Data Terekam:
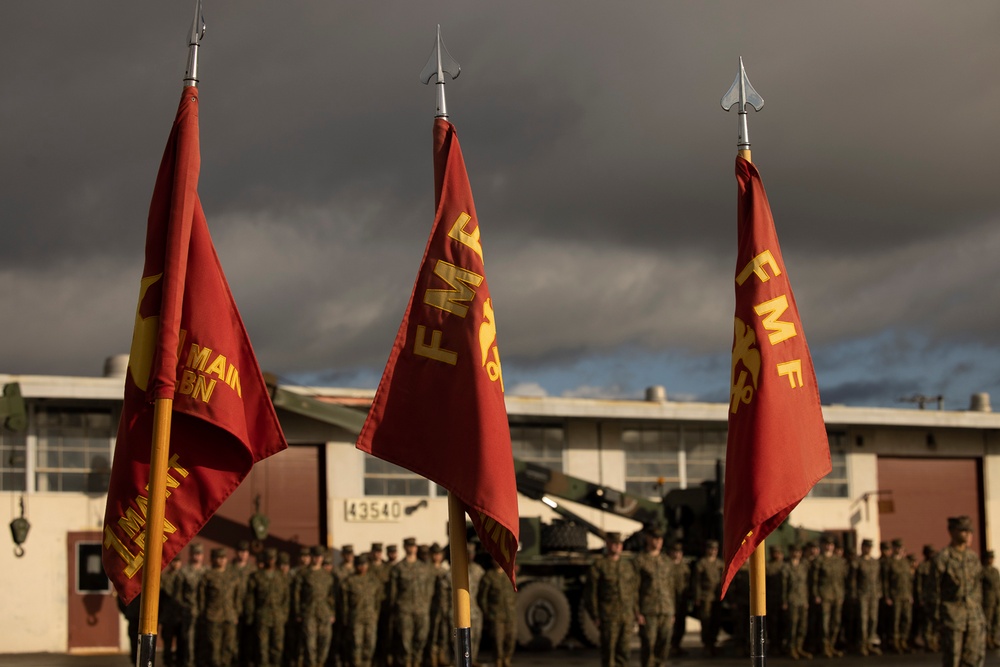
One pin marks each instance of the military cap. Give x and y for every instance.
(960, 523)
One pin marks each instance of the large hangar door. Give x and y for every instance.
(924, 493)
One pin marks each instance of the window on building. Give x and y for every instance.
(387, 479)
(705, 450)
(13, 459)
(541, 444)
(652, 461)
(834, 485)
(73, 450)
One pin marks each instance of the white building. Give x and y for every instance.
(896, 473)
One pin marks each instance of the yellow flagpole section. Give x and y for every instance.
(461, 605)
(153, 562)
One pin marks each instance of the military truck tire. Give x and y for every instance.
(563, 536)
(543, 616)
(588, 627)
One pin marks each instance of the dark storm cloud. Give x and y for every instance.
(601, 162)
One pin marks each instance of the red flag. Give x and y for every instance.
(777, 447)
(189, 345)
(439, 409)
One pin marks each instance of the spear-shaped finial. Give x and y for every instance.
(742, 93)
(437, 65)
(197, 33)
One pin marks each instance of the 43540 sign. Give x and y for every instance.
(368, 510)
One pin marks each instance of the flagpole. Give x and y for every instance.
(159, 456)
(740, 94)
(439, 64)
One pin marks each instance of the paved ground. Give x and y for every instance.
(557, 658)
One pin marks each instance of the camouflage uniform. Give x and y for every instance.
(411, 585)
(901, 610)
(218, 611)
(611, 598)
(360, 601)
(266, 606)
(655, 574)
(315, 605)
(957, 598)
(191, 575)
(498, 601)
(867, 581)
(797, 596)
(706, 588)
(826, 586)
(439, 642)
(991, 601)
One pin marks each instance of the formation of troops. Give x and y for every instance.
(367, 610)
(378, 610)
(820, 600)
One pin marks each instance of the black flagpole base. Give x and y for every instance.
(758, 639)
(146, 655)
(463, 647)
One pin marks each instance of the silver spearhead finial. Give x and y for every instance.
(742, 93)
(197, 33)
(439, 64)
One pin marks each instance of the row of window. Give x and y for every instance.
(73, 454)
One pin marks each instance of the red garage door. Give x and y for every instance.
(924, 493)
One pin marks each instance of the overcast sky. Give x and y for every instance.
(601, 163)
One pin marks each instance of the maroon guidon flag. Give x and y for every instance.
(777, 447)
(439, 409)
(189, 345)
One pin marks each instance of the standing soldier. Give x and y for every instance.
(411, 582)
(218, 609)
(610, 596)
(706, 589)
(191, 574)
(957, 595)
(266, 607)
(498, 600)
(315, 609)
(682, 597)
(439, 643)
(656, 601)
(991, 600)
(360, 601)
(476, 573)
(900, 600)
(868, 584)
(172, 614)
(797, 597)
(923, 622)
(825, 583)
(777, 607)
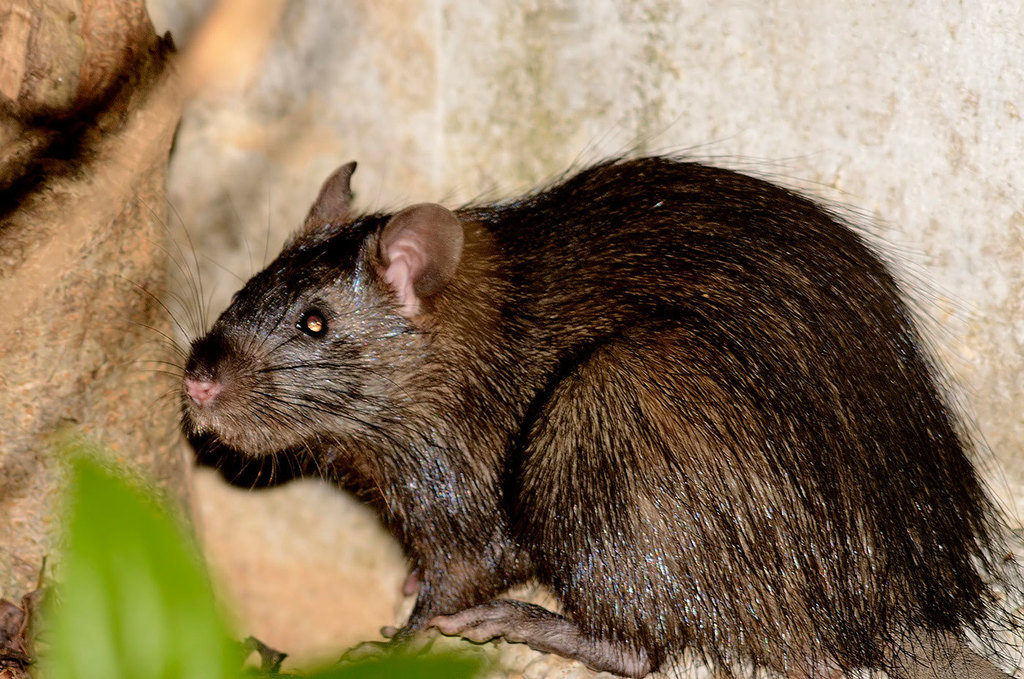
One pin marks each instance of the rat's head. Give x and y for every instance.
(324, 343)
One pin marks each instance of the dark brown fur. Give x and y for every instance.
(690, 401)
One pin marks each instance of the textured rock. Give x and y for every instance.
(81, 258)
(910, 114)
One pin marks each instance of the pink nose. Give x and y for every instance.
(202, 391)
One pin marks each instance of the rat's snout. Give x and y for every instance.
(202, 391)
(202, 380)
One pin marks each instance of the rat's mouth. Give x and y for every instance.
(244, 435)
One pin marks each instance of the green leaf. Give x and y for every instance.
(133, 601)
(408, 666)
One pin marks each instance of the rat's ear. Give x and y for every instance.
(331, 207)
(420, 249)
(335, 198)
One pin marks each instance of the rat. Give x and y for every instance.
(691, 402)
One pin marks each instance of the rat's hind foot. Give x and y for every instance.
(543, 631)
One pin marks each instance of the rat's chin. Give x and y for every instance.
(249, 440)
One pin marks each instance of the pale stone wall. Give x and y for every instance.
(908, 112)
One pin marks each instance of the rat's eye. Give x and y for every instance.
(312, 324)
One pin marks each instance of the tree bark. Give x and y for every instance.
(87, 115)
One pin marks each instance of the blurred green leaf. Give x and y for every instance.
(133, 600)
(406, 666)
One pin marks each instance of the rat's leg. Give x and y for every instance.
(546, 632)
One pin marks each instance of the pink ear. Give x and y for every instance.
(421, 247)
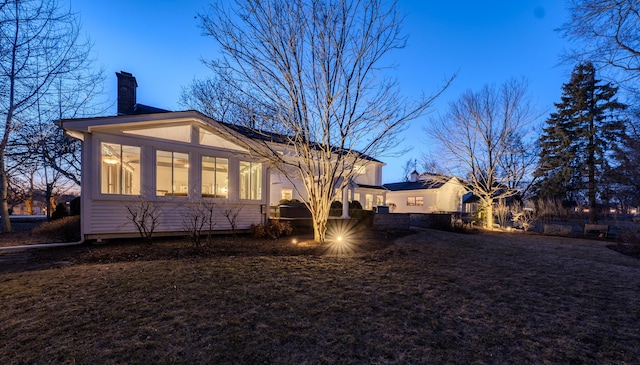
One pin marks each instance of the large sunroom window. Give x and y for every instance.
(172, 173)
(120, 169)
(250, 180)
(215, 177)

* * *

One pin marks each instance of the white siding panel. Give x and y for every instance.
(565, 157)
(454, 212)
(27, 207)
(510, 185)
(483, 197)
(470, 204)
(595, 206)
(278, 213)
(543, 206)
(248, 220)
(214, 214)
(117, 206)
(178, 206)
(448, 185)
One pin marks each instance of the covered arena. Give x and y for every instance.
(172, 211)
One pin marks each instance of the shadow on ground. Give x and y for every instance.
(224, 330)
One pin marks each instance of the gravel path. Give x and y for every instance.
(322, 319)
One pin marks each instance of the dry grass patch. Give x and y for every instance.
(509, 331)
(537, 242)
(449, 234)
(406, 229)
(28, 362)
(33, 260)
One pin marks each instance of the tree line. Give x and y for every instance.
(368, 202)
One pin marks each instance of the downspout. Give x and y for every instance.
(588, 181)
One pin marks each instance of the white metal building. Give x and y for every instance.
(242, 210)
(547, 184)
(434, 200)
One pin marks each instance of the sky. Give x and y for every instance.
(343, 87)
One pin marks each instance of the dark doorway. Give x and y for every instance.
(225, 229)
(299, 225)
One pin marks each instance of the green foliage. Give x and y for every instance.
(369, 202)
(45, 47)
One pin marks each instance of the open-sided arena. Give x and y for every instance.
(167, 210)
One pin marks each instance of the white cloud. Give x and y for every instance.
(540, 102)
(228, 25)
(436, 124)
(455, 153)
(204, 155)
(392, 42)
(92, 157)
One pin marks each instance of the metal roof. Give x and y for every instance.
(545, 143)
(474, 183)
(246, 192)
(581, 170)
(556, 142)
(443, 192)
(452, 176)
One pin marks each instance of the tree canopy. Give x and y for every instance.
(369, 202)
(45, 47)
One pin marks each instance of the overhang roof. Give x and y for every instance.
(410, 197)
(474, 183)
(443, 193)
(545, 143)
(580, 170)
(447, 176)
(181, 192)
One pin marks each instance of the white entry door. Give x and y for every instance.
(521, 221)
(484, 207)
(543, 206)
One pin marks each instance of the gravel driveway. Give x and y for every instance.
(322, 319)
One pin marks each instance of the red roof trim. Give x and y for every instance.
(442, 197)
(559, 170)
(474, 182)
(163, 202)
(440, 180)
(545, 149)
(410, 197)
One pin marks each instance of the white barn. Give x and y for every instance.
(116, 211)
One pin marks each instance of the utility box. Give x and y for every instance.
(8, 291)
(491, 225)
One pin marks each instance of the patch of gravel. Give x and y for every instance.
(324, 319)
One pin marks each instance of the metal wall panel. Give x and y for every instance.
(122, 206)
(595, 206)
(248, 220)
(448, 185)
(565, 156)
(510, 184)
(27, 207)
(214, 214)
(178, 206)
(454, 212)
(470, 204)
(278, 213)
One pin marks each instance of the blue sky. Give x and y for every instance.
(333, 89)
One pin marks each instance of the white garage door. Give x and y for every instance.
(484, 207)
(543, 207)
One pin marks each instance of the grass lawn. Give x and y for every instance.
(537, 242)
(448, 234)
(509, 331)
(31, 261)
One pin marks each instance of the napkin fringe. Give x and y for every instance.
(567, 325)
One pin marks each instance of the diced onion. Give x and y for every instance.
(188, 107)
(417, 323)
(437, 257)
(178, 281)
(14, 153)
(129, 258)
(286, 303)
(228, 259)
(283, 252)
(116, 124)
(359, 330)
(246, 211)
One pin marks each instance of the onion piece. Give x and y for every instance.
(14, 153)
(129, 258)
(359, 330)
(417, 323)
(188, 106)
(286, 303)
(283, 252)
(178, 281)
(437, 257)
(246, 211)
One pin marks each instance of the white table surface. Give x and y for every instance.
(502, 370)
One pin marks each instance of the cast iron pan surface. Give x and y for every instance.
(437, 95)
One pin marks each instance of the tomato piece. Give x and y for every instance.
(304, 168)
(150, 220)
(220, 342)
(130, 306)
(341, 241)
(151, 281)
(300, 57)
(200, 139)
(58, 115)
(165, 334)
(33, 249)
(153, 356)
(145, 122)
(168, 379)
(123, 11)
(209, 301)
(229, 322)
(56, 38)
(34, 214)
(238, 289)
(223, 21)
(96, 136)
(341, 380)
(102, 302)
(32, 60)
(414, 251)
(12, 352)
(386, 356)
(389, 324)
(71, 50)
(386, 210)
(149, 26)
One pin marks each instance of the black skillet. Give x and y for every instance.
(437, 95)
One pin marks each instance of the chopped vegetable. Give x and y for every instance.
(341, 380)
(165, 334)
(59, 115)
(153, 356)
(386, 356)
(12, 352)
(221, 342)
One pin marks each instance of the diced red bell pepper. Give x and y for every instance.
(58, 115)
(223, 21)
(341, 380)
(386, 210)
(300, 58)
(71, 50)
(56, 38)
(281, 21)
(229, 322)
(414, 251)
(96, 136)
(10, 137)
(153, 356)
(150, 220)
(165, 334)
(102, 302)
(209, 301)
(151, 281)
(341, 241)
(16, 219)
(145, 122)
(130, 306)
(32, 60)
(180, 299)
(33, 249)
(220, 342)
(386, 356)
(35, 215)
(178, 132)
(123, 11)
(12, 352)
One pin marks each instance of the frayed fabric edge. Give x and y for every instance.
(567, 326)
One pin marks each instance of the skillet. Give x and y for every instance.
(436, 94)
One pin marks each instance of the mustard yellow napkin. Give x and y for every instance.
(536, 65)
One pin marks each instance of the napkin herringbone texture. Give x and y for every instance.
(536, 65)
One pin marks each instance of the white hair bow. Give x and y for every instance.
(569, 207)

* **Petunjuk Latihan**
Temukan setiap baris pada item di atas yang mengandung kata "panel", lalu salin semua baris tersebut.

* **Jawaban Akhir**
One pin marks each instance of the white siding panel. Give x and y for every instance.
One pin marks each instance of the metal wall panel. Give x and y for every instance.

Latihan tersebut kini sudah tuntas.